BEGIN DOCUMENT TEXT
My new house is dead silent. I can’t sleep at the moment, a minor issue I find has cropped up since my coma. It’s not a bad thing, I don’t feel anxious or physically bad. Neither too do I feel energetic or purpose driven as if this is some psychological replacement for both the time I was nearly asleep for good or the second chance I was given. I’m just… awake.
Living in the country allows a lot of time for quiet and reflection and I suppose that’s a part of it. I’ve finished up my question list for Wil for Sunday’s Rose City Comic Con panel, and I’m making the drive down to Portland tomorrow to see my friend Mark before I hit the event.
It is, as I said, dead silent around me.
Except for Basil’s snoring, a reminder of the life I’m a steward of and how much happiness he brings me. And the clicking of my keyboard as I write, reminding me these same tools I use to write this are the tools that provide my livelihood. The house itself occasionally makes noise, a squirrel or wandering cat on the roof or the simple sounds that all houses make when talking to you if you remember to stop and listen and not tune them out. (They have their own languages, Houses. Some of them shout like Ollie the weather man, and others whisper.) I can hear my own breathing, a reminder I’m still here. My stomach growls loudly because my medication often makes me want to eat something at odd times.
END DOCUMENT TEXT
■ **EXERCISE REQUIREMENTS**
1) Answer these questions from the passage about the silent house:
(a) What has the narrator finished for Sunday's Rose City Comic Con panel?
(b) Whom is the narrator driving to Portland to see before the event?
(c) According to the narrator, why does the narrator's stomach growl loudly?
2) Write a continuation of the passage about the silent house, picking up after its final sentence.
BEGIN RECORDS PROVIDED
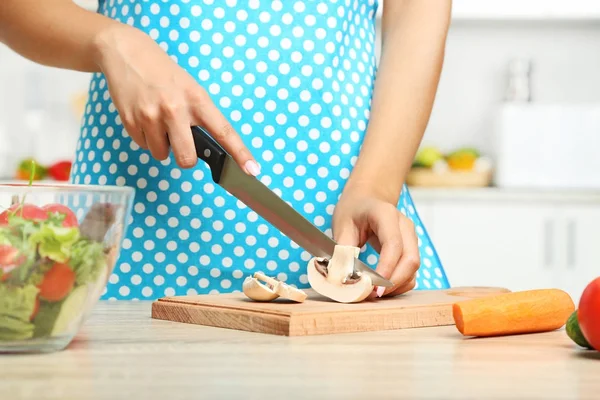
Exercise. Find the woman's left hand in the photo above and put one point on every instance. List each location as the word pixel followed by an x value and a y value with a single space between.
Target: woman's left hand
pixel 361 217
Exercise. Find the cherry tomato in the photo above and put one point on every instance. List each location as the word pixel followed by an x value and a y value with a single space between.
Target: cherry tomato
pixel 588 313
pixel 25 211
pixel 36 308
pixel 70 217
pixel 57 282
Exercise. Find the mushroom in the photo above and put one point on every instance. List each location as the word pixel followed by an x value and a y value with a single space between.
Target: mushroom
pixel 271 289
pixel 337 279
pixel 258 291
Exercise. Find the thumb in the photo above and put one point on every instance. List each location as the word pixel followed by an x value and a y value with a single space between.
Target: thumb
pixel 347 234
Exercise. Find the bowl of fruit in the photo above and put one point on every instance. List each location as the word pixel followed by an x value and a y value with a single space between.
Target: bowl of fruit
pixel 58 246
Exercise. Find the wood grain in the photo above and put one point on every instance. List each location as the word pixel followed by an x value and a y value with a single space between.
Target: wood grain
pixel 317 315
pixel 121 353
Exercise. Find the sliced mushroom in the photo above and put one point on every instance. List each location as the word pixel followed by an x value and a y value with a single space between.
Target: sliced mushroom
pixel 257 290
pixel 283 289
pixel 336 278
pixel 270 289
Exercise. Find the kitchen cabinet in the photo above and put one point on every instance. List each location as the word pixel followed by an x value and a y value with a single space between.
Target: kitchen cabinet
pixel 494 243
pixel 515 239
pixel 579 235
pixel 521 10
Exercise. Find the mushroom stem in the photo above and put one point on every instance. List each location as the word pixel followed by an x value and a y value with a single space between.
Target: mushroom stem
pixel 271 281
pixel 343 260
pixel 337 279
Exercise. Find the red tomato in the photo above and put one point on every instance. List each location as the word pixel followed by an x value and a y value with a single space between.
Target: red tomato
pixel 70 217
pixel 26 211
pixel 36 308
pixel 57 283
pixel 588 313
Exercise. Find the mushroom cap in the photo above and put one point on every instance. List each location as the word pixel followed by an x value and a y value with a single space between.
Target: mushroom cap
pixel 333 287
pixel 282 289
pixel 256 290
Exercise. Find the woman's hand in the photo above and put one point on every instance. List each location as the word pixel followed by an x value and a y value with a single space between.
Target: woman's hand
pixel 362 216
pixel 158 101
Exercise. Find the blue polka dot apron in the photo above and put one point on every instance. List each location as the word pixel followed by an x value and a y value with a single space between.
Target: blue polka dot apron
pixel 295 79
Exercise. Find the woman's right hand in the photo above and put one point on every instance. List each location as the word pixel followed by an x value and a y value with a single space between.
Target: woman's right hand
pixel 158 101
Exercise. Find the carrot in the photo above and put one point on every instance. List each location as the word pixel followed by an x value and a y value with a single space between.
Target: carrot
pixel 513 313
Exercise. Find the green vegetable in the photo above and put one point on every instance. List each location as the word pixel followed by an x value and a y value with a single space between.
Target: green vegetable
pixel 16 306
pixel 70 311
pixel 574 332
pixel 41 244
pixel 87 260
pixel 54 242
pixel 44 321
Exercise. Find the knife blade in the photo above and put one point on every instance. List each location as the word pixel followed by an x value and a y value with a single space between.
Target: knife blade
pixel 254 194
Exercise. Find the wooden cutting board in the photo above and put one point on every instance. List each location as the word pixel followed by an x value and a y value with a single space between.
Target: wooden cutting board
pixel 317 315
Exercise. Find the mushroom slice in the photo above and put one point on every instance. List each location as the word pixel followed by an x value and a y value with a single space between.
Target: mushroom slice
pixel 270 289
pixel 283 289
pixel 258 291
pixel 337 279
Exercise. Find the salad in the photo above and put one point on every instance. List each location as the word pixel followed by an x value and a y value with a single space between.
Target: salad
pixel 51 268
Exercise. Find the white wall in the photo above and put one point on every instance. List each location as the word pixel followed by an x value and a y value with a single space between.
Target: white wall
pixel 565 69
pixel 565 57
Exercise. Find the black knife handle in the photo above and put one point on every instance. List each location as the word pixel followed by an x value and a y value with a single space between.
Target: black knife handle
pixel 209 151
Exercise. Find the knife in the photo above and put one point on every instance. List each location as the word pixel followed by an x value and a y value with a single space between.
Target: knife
END RECORDS PROVIDED
■ **RESULTS IN ORDER**
1)
(a) The question list for Wil.
(b) The narrator's friend Mark.
(c) The medication often makes the narrator want to eat something at odd times.

2)
I go downstairs to grab a piece of fruit from the fridge, conscious of the sound of my bare feet on the wood floor. I can hear the soft whir of the fridge. Outside, despite the late hour, a car drives up the gravel main road.
All these noises and sounds happen all around me typically while I sleep, and now I feel pleasantly sleepy having gotten to sit and experience them for a moment. I finish my snack, turn away and go back to bed.